> [Task brief] Print every record below exactly as written.

________________________________________

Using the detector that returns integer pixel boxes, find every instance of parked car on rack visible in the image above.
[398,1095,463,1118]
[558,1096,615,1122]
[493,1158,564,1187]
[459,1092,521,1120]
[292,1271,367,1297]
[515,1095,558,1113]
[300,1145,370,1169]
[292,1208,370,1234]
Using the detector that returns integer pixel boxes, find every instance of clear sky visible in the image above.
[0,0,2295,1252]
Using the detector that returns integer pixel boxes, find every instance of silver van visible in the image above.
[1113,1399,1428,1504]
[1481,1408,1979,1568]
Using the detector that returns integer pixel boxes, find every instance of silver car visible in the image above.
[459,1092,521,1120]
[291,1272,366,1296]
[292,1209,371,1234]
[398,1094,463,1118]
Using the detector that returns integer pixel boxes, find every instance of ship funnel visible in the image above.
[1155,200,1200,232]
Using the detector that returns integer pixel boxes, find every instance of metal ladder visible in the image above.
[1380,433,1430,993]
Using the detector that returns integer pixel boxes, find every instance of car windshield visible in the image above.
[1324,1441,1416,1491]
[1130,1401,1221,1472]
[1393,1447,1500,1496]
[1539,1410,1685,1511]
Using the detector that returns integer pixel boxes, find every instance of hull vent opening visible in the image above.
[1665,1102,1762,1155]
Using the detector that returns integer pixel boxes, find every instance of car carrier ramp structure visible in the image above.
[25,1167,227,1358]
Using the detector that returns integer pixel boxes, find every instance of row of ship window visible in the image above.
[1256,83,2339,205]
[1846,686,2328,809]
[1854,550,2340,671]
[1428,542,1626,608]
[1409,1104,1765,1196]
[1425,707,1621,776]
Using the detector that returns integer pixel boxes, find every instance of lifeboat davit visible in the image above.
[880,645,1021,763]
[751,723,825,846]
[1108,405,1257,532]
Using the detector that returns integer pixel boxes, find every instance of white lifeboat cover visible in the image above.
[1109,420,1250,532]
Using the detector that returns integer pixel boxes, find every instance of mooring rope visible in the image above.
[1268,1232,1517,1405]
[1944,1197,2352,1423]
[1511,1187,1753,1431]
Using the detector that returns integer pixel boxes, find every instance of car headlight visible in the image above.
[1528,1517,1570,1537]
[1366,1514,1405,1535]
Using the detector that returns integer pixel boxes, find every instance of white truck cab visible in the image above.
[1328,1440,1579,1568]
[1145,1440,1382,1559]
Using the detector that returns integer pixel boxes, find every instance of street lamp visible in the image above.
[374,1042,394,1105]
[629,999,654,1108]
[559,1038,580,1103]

________________________________________

> [Result]
Using the detector that returns integer pixel boxes, find every instance of parked car on rack visible in the image above.
[398,1095,463,1118]
[558,1096,615,1122]
[493,1158,564,1187]
[459,1092,521,1120]
[292,1271,367,1297]
[515,1095,558,1113]
[300,1145,370,1169]
[292,1208,370,1234]
Using the detector that returns integer pixel boxes, find every instance of clear sky visible in the image above.
[0,0,2295,1252]
Using the detector that returns integer pixel boxes, find every instance of silver van visible in the image above.
[1113,1399,1428,1504]
[1481,1408,1979,1568]
Using the detector that returns integer pixel boxes, find every instance of silver car visible in the image above.
[459,1092,521,1120]
[291,1272,366,1296]
[292,1209,371,1234]
[398,1094,463,1118]
Using the detector that returns integer pixel boxes, find every instance of ship funnel visible in the image above.
[1155,200,1200,232]
Using the detector that returns integer pixel boxes, find every instance of metal ladder visible in the image above.
[1380,433,1430,993]
Using the detector that returns integer pixel boxes, find every instance of car windshield visible in the image above.
[1324,1441,1416,1491]
[1130,1401,1221,1472]
[1393,1447,1500,1496]
[1539,1410,1685,1511]
Using the detector that returns integer pixel boxes, find every instance of hull vent opening visible in the image above.
[1665,1102,1762,1155]
Using the detector that returns integer pixel boxes, find every instance of car carrier ramp structure visible in the image above.
[25,1167,227,1358]
Using the detector that returns integer pixel boxes, find every instance of row of ship window visible in the image above.
[1256,83,2339,205]
[1846,686,2328,809]
[1854,550,2340,671]
[1428,542,1626,608]
[1409,1104,1765,1196]
[1425,707,1621,776]
Using the detector that returns integer pixel boxes, find every instance of lifeboat davit visible in the image above.
[880,645,1021,763]
[751,723,825,846]
[1108,405,1257,532]
Using the detector that returns integer pixel boxes, find every instance of white lifeboat cover visible in the image above.
[1109,420,1250,532]
Using the detector that returns integer pixel boxes, find every instance of mooring rope visible in the image above.
[1268,1232,1517,1405]
[1944,1197,2352,1423]
[1511,1187,1753,1431]
Using the detector that returns integer pixel boxes, find every instance of car headlight visible in the image above.
[1528,1517,1570,1537]
[1366,1514,1405,1535]
Using the detector that returns integer pixel boxes, find every instance of white truck cab visible in the image above.
[1328,1440,1579,1568]
[1145,1440,1382,1559]
Using the detector that returns integer pixel boxes, find every instance of street lamp visible in the image above.
[374,1042,394,1105]
[629,999,654,1108]
[559,1038,580,1103]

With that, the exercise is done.